→ Problem statement
Only lines holding "positive" are needed; copy each of them from the data below.

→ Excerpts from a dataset
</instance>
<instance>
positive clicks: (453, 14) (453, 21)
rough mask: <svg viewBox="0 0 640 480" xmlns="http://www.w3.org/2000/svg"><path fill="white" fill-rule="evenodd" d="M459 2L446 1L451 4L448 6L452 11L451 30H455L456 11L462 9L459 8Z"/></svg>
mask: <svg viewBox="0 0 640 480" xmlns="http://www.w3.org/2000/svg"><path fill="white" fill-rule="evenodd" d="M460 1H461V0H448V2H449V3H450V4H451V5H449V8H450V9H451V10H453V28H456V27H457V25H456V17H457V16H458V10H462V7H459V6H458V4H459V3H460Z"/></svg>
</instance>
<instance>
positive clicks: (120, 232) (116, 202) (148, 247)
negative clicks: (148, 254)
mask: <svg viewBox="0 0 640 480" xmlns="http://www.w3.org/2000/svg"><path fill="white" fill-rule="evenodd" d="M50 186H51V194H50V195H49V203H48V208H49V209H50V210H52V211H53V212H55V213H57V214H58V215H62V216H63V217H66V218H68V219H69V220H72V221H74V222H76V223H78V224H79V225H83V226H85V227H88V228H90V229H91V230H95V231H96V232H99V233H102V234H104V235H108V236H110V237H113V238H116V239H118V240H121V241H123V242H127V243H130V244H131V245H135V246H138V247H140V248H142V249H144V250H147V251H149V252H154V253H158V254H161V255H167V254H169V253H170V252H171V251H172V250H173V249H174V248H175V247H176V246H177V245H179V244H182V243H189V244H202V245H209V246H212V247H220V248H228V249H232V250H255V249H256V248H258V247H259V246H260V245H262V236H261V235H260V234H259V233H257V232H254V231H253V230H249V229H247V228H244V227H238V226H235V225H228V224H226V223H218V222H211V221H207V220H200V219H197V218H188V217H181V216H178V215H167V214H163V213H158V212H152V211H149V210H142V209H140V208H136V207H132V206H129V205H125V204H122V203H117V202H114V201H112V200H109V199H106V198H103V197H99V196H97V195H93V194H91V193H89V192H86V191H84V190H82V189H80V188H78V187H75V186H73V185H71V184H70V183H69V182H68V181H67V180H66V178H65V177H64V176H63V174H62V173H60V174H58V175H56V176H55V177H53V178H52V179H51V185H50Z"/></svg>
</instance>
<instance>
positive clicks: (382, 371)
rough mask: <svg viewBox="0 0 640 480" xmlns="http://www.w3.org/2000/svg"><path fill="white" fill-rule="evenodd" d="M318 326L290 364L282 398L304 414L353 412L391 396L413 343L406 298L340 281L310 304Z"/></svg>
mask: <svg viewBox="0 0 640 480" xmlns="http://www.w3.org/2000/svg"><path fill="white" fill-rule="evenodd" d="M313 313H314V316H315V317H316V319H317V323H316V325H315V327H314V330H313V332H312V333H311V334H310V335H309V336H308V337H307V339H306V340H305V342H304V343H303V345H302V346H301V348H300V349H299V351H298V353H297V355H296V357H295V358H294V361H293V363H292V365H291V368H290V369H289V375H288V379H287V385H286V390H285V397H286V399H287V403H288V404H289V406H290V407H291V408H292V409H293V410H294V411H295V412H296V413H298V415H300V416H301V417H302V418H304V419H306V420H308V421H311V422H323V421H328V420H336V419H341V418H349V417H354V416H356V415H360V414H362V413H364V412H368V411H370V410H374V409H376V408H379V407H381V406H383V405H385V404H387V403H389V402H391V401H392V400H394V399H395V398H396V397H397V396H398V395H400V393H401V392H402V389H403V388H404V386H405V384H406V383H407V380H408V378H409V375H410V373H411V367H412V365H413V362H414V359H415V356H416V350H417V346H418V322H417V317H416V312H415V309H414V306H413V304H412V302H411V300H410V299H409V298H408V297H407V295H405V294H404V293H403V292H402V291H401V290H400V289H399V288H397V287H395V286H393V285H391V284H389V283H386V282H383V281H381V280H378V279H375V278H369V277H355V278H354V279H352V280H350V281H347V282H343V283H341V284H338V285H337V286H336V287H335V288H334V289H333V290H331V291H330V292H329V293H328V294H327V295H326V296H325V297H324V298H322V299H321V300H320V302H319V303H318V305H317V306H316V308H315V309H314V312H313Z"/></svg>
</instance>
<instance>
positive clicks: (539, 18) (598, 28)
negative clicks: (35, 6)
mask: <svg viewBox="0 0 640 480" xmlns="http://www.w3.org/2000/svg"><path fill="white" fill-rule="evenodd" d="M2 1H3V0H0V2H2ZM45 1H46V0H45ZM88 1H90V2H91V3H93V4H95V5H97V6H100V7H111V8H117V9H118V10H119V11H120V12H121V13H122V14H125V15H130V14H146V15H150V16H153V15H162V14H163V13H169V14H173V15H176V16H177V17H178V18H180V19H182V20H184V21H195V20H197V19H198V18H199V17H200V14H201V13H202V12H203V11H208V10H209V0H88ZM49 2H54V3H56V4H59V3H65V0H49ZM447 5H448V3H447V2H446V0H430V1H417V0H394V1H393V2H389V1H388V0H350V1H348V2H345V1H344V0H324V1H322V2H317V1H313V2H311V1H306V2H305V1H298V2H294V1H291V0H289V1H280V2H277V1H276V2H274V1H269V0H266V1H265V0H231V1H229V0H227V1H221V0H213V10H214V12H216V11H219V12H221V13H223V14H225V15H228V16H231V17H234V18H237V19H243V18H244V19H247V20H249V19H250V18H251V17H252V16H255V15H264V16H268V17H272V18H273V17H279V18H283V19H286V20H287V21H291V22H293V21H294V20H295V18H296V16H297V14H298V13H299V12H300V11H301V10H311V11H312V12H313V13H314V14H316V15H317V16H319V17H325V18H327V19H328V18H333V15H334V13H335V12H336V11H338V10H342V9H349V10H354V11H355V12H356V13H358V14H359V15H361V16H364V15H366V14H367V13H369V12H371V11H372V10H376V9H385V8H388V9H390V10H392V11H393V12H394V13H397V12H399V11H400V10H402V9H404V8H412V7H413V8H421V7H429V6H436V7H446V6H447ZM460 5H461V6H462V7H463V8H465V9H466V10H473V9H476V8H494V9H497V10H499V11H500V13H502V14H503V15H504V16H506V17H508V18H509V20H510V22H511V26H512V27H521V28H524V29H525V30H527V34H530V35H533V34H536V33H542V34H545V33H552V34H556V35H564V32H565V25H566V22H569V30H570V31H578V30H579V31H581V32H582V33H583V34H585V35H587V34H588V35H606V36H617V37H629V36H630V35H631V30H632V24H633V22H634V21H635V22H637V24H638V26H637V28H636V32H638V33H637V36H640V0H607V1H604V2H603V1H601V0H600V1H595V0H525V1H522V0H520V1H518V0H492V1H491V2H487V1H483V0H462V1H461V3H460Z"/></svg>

→ Problem solution
positive clicks: (453, 14) (453, 21)
positive clicks: (120, 232) (116, 202) (148, 247)
positive clicks: (382, 371)
positive clicks: (539, 18) (598, 28)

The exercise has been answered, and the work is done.